__TEXT BLOCK__

····················

Deutsche Bahn AG (DB AG) is the main German operator of transportation services and infrastructure. It offers mobility services, which include passenger rail and bus transportation, freight transportation, and railway infrastructure services. The company provides vehicle maintenance and security services. DB AG also offers conventional industrial energy products and develops and operates stations. The company also provides catering services, rail mobility management, communication technology products and operates global accounting shared service centres. It has operations in various countries across Europe, Asia-Pacific and North America. DB AG is headquartered in Berlin, Germany.
The 3D printing or Additive Manufacturing journey for Deutsche Bahn started in 2015. By 2023, the company has yet concluded 100.000 parts in 500 different applications using around 12 different AM technologies. The primary use cases are spare parts which can be found in various areas such as locomotives, wagons, infrastructure as well as train stations. 3D printing plays an important role at Deutsche Bahn as it enables much shorter and more cost-efficient repair cycles and increases the fleet and infrastructure availability. Trains are usually in operation for 30 years but in some cases even for over 50 years. After 15 years, spare parts can become more difficult to source and 3D Printing can successfully fill this gap. By digitalising the spare part inventory, the Deutsche Bahn now emerged as an early adopter and highly innovative company within the 3D printing industry. Besides spare parts, 3D printing is also strongly implemented at various DB sites for tools, jigs and fixtures. The technology saves time and money and sometimes even the operational performance is improved thus making the maintenance job on the shopfloor more efficient.
One of the most important learning for Deutsche Bahn is engagement. First, there is internal engagement with all relevant stakeholders. From engineering, quality management and maintenance staff to management. With specific applications that solve pressing problems, ensure vehicle availability, and may also save money, stakeholders can be convinced to further support the project or even get involved themselves. This starts with training and ends with internal, company wide marketing of success stories. While engineering and maintenance are triggered by applications that solve technical issues, management can be convinced by reduction of downtime during maintenance and cost savings, direct and throughout the lifecycle. Both areas are heavily addressed by the 3D printing applications which Deutsche Bahn has developed. The ideas for such applications often come from DB’s own employees who submit their printing suggestions, motivated by their own 3D Printing Competition.
But engagement also has an external component. Especially for companies, that cover multiple technologies and do not look at serial production of one single component, a vast network of partners can be vital for success. Especially exchanging with companies that have similar use cases can be extremely helpful. For Deutsche Bahn, those partners were found in other rail and mobility companies which led to the foundation of the Mobility goes Additive association. Topics that one single company can hardly cover such as materials, norms and standards are fast-tracked through this unique network in Europe.

····················

__TASKS FOR THIS EXERCISE__
- 1) In the Deutsche Bahn text, what association did the company's partnerships with other rail and mobility companies lead to?
- 2) Reproduce the part of the Deutsche Bahn text starting with "But engagement also" and going on through "network in Europe.".

__DATA EXCERPT__
····················

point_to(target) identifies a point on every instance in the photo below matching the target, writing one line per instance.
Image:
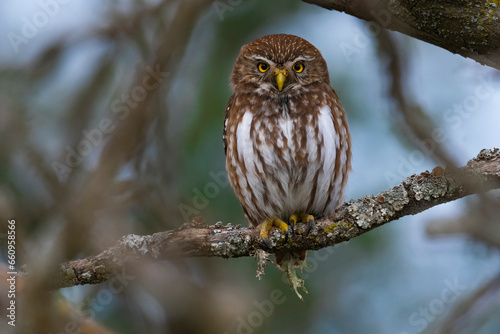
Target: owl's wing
(226, 117)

····················

__RESPONSES PER TASK__
- 1) The Mobility goes Additive association.

- 2)
But engagement also has an external component. Especially for companies, that cover multiple technologies and do not look at serial production of one single component, a vast network of partners can be vital for success. Especially exchanging with companies that have similar use cases can be extremely helpful. For Deutsche Bahn, those partners were found in other rail and mobility companies which led to the foundation of the Mobility goes Additive association. Topics that one single company can hardly cover such as materials, norms and standards are fast-tracked through this unique network in Europe.